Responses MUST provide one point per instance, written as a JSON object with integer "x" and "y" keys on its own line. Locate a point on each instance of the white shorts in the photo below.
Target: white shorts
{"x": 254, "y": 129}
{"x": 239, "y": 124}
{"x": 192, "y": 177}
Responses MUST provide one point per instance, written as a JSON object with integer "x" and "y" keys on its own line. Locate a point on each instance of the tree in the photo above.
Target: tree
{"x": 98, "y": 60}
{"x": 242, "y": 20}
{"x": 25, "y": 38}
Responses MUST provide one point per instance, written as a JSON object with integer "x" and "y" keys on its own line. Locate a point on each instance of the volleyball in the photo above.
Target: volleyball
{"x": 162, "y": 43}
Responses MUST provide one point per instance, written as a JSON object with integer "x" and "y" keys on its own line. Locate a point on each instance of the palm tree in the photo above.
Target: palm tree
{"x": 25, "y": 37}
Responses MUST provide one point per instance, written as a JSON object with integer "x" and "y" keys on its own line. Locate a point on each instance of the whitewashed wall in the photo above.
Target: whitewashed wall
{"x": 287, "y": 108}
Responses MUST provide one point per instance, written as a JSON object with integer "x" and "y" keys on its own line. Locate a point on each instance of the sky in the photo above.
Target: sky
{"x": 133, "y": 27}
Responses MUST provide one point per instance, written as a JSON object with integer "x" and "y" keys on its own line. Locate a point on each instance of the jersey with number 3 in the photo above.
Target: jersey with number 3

------------------------

To do: Rewrite the lines of the records as a JSON list of strings, one string per line, from the line that contains "volleyball in the photo above." through the last line of the records, both included. Leave out any blank lines.

The solution:
[
  "Responses MUST provide one point per instance, written as a JSON object with integer \"x\" and \"y\" keys on its own line. Locate a point on each instance of the volleyball in the photo above.",
  "Target: volleyball",
  "{\"x\": 162, \"y\": 43}",
  "Responses MUST provide one point per instance, written as a JSON object with integer \"x\" and \"y\" keys on its own line. Locate a point on each instance of the palm tree in the photo above.",
  "Target: palm tree",
  "{\"x\": 25, \"y\": 37}",
  "Responses MUST provide one point per instance, written as a JSON object with integer \"x\" and \"y\" keys on its own line. Locate a point on each instance of the whitewashed wall in the photo above.",
  "Target: whitewashed wall",
  "{\"x\": 287, \"y\": 108}",
  "Responses MUST provide one point per instance, written as a JSON object with integer \"x\" and \"y\" keys on its own line. Locate a point on each instance of the sky in the photo above.",
  "Target: sky",
  "{\"x\": 133, \"y\": 27}",
  "Responses MUST provide one point per instance, written as a JSON object with integer \"x\" and \"y\" keys on its own line. Locate a point on each instance of the jersey with number 3 in the photo above.",
  "Target: jersey with number 3"
]